# start of TASK INPUTS
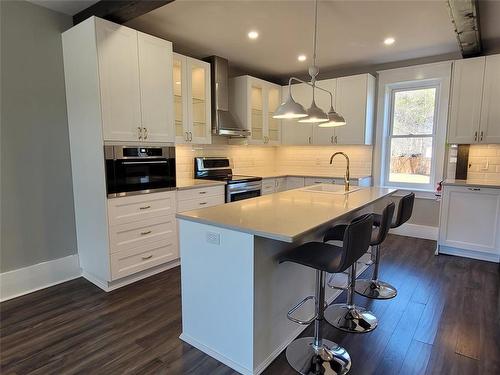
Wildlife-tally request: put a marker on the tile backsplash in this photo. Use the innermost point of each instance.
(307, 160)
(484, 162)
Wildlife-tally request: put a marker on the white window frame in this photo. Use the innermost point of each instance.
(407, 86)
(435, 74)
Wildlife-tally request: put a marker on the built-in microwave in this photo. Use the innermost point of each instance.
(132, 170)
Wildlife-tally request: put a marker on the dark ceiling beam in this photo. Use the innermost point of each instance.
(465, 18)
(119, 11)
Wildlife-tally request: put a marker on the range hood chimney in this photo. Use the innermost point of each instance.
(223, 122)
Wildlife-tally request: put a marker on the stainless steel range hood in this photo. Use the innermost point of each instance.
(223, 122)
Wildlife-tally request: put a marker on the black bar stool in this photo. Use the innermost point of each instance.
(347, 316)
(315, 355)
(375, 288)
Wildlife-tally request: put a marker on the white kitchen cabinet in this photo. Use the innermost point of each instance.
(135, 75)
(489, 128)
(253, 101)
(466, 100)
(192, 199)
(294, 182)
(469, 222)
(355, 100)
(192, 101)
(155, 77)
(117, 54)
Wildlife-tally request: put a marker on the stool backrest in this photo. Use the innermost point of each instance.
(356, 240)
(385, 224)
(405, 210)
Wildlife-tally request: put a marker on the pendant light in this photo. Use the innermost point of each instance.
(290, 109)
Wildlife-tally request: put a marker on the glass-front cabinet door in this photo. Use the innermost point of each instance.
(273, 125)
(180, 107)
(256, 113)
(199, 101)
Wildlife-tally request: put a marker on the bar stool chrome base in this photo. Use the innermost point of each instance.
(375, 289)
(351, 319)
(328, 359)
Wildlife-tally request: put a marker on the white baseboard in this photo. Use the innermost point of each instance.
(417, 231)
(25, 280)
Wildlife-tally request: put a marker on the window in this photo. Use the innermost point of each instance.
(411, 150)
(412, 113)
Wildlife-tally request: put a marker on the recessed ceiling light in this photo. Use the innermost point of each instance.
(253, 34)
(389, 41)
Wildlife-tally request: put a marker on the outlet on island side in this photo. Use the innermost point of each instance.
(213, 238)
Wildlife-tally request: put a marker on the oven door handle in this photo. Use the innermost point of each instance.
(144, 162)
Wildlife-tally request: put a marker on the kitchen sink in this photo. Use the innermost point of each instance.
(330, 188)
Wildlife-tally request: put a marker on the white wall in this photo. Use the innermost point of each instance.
# end of TASK INPUTS
• _EXERCISE OBJECTIVE_
Express every item above as a JSON list of strings, with one string per line and blank lines omitted. Leave the pictures out.

• _FINISHED TASK_
[
  "Wildlife-tally request: put a marker on the tile backsplash in this photo. Use the innermost point of each instance.",
  "(307, 160)",
  "(484, 162)",
  "Wildlife-tally request: put a marker on the white window frame in this photo. Use the innermost point of each instance.",
  "(407, 86)",
  "(435, 74)",
  "Wildlife-tally request: put a marker on the built-in microwave in this photo. Use the innermost point of each instance.",
  "(132, 170)",
  "Wildlife-tally request: put a marker on the dark ceiling beam in this photo. Use the innermost point of each instance.",
  "(465, 18)",
  "(119, 11)",
  "Wildlife-tally request: put a marker on the range hood chimney in this photo. Use the innermost point of each instance.",
  "(223, 122)",
  "Wildlife-tally request: put a marker on the stainless steel range hood in this photo. Use the innermost point of each instance.",
  "(223, 122)",
  "Wildlife-tally request: put a marker on the black bar stool in this photo. Use the innermost point of each instance.",
  "(347, 316)",
  "(315, 355)",
  "(375, 288)",
  "Wildlife-tally request: put a marker on the white kitchen cabinet in this photo. Use the innermost point of each instance.",
  "(135, 75)",
  "(489, 128)",
  "(253, 101)",
  "(466, 100)",
  "(192, 199)",
  "(294, 182)",
  "(469, 222)",
  "(355, 100)",
  "(192, 101)",
  "(155, 77)",
  "(117, 54)",
  "Wildlife-tally request: put a marker on the stool backrest in this photo. Use the innermost point of each instance.",
  "(356, 240)",
  "(385, 224)",
  "(405, 210)",
  "Wildlife-tally request: put a marker on the pendant light in this photo. Use the innermost point of each instance.",
  "(290, 109)",
  "Wildlife-tally request: put a marker on the glass-front cabinet door in this photo. Use the innermost point of each instance.",
  "(273, 125)",
  "(180, 107)",
  "(256, 113)",
  "(199, 101)",
  "Wildlife-tally request: put a marker on the bar stool chrome base in this photo. Use the innermost point of each instance.",
  "(375, 289)",
  "(351, 319)",
  "(328, 359)",
  "Wildlife-tally request: put a marker on the white baseboard in this photo. Use the innermost point of each instance.",
  "(417, 231)",
  "(25, 280)",
  "Wildlife-tally request: put a marker on the window in this photo. Use the innermost point of each instance.",
  "(411, 150)",
  "(412, 113)",
  "Wildlife-tally request: put a marker on the recessed ceiling light in this photo. Use the innermost point of each instance.",
  "(253, 34)",
  "(389, 41)",
  "Wildlife-tally request: put a marker on the outlet on island side in this photo. Use the innermost point of each instance.",
  "(213, 238)",
  "Wildlife-tally request: put a marker on the oven door handle in this photo. Use the innermost point of each instance.",
  "(144, 162)",
  "Wildlife-tally request: put a marker on the kitchen sink in this photo. Use the innermost point of each instance.",
  "(330, 188)",
  "Wildlife-tally request: put a marker on the white wall in this photo. Use the innermost point of each instance."
]